(per)Seguidores

segunda-feira, 8 de julho de 2013

O “Verão Quente” das democracias nas “democracias”

O presidente que os militares derrubaram ontem foi o único eleito democraticamente na história do Egito, que permaneceu apenas 1 ano e 3 dias no cargo.
Líderes de várias partes do mundo reagiram preocupados com as consequências do golpe militar. Há uma grande dúvida sobre o futuro da democracia no Egito e as Nações Unidas pediram respeito pela democracia e a eleição de um novo presidente civil o mais rápido possível.
"O Conselho de Paz e Segurança da União Africana (UA) decidiu suspender o Egito após a derrocada do presidente egípcio, democraticamente eleito", informou a organização pan-africana e anunciou que enviará uma delegação de alto nível ao Egito para "trabalhar na restauração da ordem constitucional".
Desta forma, assim como Madagáscar (golpe de Estado em 2009), Guiné-Bissau (golpe de Estado em 2012) e República Centro-Africana (golpe de Estado em 2013), o Egito também ficará afastado da organização até reestabelecer sua "ordem constitucional".

**Os dados**:
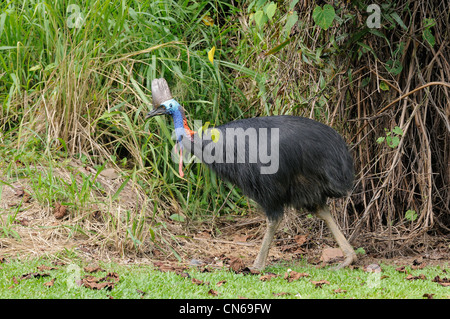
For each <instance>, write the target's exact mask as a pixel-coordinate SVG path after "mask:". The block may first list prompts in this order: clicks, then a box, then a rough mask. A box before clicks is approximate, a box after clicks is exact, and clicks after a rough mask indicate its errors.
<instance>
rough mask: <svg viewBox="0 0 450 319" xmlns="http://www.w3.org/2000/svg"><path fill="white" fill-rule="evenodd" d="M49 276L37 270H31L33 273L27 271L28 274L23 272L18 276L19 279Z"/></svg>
mask: <svg viewBox="0 0 450 319" xmlns="http://www.w3.org/2000/svg"><path fill="white" fill-rule="evenodd" d="M48 276H50V275H49V274H42V273H38V272H33V273H28V274H24V275H22V276H21V277H20V279H21V280H22V279H31V278H41V277H48Z"/></svg>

**Tarefa 1**: Reproduza fielmente o trecho sobre o golpe no Egito, começando em "O presidente que" e seguindo até "dias no cargo.".
**Tarefa 2**: Indique se cada afirmação abaixo está de acordo com o trecho sobre o golpe no Egito, respondendo sim ou não e citando literalmente as palavras do trecho que o comprovam: (a) O presidente deposto permaneceu mais de dois anos no cargo. (b) A União Africana decidiu suspender o Egito. (c) As Nações Unidas pediram a eleição de um novo presidente militar.
Os dados não guardam qualquer relação com o trecho.

**Resposta 1**:
O presidente que os militares derrubaram ontem foi o único eleito democraticamente na história do Egito, que permaneceu apenas 1 ano e 3 dias no cargo.

**Resposta 2**:
(a) Não: "permaneceu apenas 1 ano e 3 dias no cargo".
(b) Sim: "decidiu suspender o Egito após a derrocada do presidente egípcio, democraticamente eleito".
(c) Não: "a eleição de um novo presidente civil o mais rápido possível".